> _Provided records_:
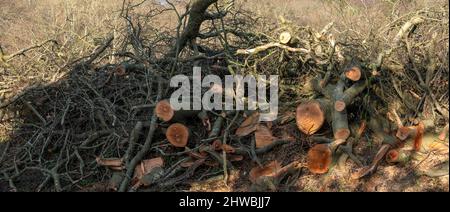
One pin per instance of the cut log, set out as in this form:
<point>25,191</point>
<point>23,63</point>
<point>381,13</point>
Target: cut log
<point>166,113</point>
<point>339,119</point>
<point>177,134</point>
<point>263,136</point>
<point>319,159</point>
<point>310,117</point>
<point>269,170</point>
<point>285,37</point>
<point>353,74</point>
<point>444,133</point>
<point>398,156</point>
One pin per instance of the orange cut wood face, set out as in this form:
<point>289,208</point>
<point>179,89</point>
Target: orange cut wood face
<point>353,74</point>
<point>392,156</point>
<point>309,117</point>
<point>319,159</point>
<point>177,134</point>
<point>249,125</point>
<point>263,136</point>
<point>269,170</point>
<point>164,111</point>
<point>146,166</point>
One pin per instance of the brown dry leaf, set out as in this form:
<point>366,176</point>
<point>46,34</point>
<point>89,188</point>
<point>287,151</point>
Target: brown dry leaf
<point>216,145</point>
<point>263,136</point>
<point>249,125</point>
<point>269,170</point>
<point>197,155</point>
<point>444,133</point>
<point>234,158</point>
<point>113,163</point>
<point>211,163</point>
<point>187,164</point>
<point>146,166</point>
<point>120,70</point>
<point>362,128</point>
<point>228,149</point>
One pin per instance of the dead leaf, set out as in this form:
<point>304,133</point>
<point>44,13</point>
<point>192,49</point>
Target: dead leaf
<point>217,145</point>
<point>269,170</point>
<point>248,126</point>
<point>228,149</point>
<point>235,158</point>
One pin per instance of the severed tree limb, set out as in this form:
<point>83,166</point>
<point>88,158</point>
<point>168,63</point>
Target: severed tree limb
<point>147,145</point>
<point>401,33</point>
<point>6,58</point>
<point>264,47</point>
<point>197,15</point>
<point>340,121</point>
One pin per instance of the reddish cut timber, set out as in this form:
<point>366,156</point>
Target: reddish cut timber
<point>319,158</point>
<point>164,111</point>
<point>177,134</point>
<point>310,117</point>
<point>353,74</point>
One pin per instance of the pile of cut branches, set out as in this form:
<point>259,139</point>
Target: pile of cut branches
<point>110,127</point>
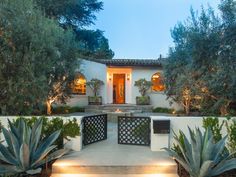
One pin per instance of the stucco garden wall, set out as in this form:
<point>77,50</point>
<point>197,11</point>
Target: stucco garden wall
<point>158,99</point>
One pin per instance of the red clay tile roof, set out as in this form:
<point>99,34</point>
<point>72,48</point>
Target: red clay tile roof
<point>131,62</point>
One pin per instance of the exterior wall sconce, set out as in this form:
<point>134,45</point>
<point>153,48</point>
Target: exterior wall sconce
<point>128,77</point>
<point>110,77</point>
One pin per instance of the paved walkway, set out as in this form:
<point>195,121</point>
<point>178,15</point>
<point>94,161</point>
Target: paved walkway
<point>109,152</point>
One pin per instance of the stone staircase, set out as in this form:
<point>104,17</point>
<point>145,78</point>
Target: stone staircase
<point>122,107</point>
<point>157,170</point>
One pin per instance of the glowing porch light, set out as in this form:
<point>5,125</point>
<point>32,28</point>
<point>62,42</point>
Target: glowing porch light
<point>128,77</point>
<point>109,76</point>
<point>89,175</point>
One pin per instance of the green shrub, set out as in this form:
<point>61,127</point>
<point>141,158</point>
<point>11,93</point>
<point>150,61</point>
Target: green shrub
<point>66,109</point>
<point>201,156</point>
<point>163,110</point>
<point>231,128</point>
<point>214,125</point>
<point>176,147</point>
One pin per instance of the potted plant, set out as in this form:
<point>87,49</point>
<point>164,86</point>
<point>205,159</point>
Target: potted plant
<point>143,86</point>
<point>71,134</point>
<point>95,85</point>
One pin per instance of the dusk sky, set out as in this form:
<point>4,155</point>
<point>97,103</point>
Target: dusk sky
<point>141,28</point>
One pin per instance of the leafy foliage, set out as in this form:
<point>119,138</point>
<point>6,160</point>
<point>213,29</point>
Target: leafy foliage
<point>37,58</point>
<point>78,15</point>
<point>95,85</point>
<point>200,71</point>
<point>201,155</point>
<point>26,151</point>
<point>143,86</point>
<point>231,127</point>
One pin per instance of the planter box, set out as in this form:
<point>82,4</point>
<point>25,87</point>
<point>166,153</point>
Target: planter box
<point>95,100</point>
<point>74,143</point>
<point>143,100</point>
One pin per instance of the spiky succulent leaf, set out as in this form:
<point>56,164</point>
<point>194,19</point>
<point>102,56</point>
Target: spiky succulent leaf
<point>202,156</point>
<point>24,152</point>
<point>224,166</point>
<point>24,156</point>
<point>36,134</point>
<point>7,155</point>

> _What is needed_: Please reproduce the records word for word from their start through the line holding "<point>398,156</point>", both ends included, and leave the pictures out of your answer.

> _Expected answer_:
One pin per instance of the cut log, set out as in this form:
<point>25,191</point>
<point>23,63</point>
<point>381,13</point>
Target: cut log
<point>166,113</point>
<point>339,119</point>
<point>177,134</point>
<point>263,136</point>
<point>319,159</point>
<point>310,117</point>
<point>269,170</point>
<point>285,37</point>
<point>353,74</point>
<point>444,133</point>
<point>398,156</point>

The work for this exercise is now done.